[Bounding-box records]
_____
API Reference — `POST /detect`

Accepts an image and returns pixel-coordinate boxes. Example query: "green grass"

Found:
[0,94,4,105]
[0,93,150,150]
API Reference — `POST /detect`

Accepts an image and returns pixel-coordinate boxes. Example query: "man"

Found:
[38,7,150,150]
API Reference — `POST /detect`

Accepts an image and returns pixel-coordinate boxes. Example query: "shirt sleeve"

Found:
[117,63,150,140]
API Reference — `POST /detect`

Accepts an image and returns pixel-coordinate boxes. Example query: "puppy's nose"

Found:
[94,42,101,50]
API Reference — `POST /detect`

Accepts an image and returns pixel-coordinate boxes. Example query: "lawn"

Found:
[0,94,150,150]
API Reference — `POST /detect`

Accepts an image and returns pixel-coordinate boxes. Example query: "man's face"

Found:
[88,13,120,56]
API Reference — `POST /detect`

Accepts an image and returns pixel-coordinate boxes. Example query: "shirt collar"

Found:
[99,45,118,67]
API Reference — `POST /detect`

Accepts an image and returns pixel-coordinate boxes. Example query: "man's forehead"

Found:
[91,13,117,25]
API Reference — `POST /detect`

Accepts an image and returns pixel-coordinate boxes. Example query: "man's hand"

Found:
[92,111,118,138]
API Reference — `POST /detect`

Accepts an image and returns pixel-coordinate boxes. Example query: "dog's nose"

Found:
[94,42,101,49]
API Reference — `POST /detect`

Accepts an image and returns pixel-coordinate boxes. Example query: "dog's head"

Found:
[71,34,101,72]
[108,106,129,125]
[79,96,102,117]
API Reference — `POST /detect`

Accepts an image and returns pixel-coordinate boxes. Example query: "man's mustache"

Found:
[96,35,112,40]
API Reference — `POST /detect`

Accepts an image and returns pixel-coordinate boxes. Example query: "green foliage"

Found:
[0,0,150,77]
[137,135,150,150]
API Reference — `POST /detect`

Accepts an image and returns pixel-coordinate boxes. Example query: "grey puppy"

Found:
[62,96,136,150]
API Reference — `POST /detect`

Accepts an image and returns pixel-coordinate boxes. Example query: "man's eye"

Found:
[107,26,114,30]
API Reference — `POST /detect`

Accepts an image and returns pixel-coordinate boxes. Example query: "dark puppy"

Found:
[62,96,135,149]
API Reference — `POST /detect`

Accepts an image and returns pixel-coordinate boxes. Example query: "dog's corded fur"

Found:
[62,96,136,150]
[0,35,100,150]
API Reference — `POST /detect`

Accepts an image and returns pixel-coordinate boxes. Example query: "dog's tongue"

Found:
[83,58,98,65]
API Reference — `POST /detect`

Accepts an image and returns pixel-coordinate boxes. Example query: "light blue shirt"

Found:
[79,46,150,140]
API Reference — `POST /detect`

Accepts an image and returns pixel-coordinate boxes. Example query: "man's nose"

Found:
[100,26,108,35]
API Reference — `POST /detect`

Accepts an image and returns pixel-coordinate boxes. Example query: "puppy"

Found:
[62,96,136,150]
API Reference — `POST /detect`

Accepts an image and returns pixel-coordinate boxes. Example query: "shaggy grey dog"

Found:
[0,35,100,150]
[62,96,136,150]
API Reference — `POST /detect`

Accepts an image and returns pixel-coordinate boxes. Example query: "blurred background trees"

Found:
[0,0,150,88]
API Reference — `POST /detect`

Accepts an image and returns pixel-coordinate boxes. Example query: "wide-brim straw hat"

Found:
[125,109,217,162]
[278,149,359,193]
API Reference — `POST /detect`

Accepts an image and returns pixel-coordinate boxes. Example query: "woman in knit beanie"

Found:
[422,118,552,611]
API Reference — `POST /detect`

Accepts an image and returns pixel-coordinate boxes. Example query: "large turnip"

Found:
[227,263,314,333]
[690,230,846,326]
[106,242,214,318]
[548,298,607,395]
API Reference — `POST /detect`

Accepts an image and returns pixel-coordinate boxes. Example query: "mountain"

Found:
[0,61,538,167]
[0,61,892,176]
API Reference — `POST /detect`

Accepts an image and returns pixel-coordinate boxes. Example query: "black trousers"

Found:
_____
PROBLEM REQUIREMENTS: Rewrite the material above with every instance of "Example query" changed to "Sample query", keeping everything else the same.

ANSWER TO THIS PROBLEM:
API Reference — `POST /detect`

Accepts an image and returns pixel-coordinate boxes. Sample query: "green grass"

Found:
[0,94,4,105]
[0,93,150,150]
API Reference — `POST /detect`

Accepts an image and returns pixel-coordinate boxes. Sample query: "man"

Found:
[38,7,150,150]
API Reference — `POST /detect`

Accepts an image and returns pixel-coordinate boxes. Sample query: "shirt sleeve"

Found:
[117,63,150,140]
API Reference — `POST /detect`

Accepts an image and returns pixel-coordinate boxes. Sample query: "puppy's nose"

Found:
[94,42,101,50]
API Reference — `POST /detect`

Accepts an image and returns pixel-coordinate boxes. Sample query: "lawn"

Found:
[0,94,150,150]
API Reference — `POST /detect`

Accepts an image and returns pixel-coordinate boxes. Sample query: "man's face"

Found:
[88,13,120,56]
API Reference — `POST /detect`

Accepts an image and returns pixel-coordinate boxes. Sample query: "shirt collar"

Found:
[99,45,118,67]
API Reference — `POST /detect`

Accepts an image and returns pixel-coordinate boxes. Sample query: "man's forehead"

Found:
[91,13,117,25]
API Reference — `POST /detect`

Accepts an image and returns pixel-coordinate boxes. Sample query: "man's hand"

Found:
[92,111,118,138]
API Reference — `POST /detect`

Accepts an image and returns pixel-coordinate boxes. Sample query: "dog's nose"

Found:
[94,42,101,49]
API Reference — `POST /detect`

Accepts an image and returns pixel-coordinate boxes. Sample query: "dog's head"

Found:
[71,34,101,72]
[108,106,129,125]
[79,96,102,117]
API Reference — `POST /detect`

Accepts an image and returns pixel-coordinate boxes. Sample query: "man's mustache"

Found:
[96,35,112,40]
API Reference — `POST /detect`

Accepts an image and returns pixel-coordinate boxes. Sample query: "green foliage"

Found:
[0,0,150,77]
[137,135,150,150]
API Reference — `POST /detect`

Accepts an image and returns pixel-coordinate boxes. Sample query: "grey puppy"

Found:
[62,96,136,150]
API Reference — `POST /detect`

Accepts an image and returns pixel-coordinate boxes. Sample query: "man's eye"

Found:
[107,26,114,30]
API Reference — `POST /detect`

Accepts an image and returns pixel-coordinate boxes. Sample query: "dark puppy"

Found:
[62,96,135,149]
API Reference — `POST /detect`

Accepts an image and returns pixel-coordinate boxes. Sample query: "dog's corded fur"

Found:
[62,96,136,150]
[0,35,100,150]
API Reference — `POST /detect`

Accepts an image and returns pixel-coordinate boxes. Sample query: "dog's tongue"

Found:
[83,58,98,65]
API Reference — `POST /detect`

Accepts an image and returns pixel-coordinate boxes. Sample query: "light blue shirt"

Found:
[79,46,150,140]
API Reference — `POST /detect`

Accepts an image and returns pixel-coordinate boxes. Sample query: "man's nose"

Found:
[100,26,108,35]
API Reference — `POST /detect`

Accepts an image and returns pixel-coordinate boxes. Sample query: "puppy"

Found:
[62,96,136,150]
API Reference — `POST /detect`

Accepts an image and returns pixel-coordinate boxes. Sample query: "shaggy grey dog"

Found:
[0,35,100,150]
[62,96,136,150]
API Reference — `POST /detect`

Accepts an image and returns pixel-coordinate boxes. Sample query: "blurred background trees"

Found:
[0,0,150,88]
API Reference — `POST /detect`

Accepts an image and returns pixel-coordinate boxes. Sample query: "wide-brim straw hat"

Found:
[125,109,217,162]
[278,149,359,193]
API Reference — `POST /detect`

Accepts an image and returns pixel-coordinate boxes. Sample query: "woman in knit beanie"

Found:
[422,118,552,611]
API Reference — `POST /detect`

Accepts an image and returns pixel-coordinate boxes. Sample query: "large turnip"

Found:
[227,263,314,333]
[690,230,846,326]
[106,242,214,318]
[548,298,607,395]
API Reference — `POST /detect`

Accepts an image and returns pixel-coordinate boxes. Sample query: "mountain"

Found:
[0,61,538,167]
[0,61,892,176]
API Reference — `POST /detect`

Accepts an image and returns pixel-coordinate boxes. Sample query: "black trousers"

Found:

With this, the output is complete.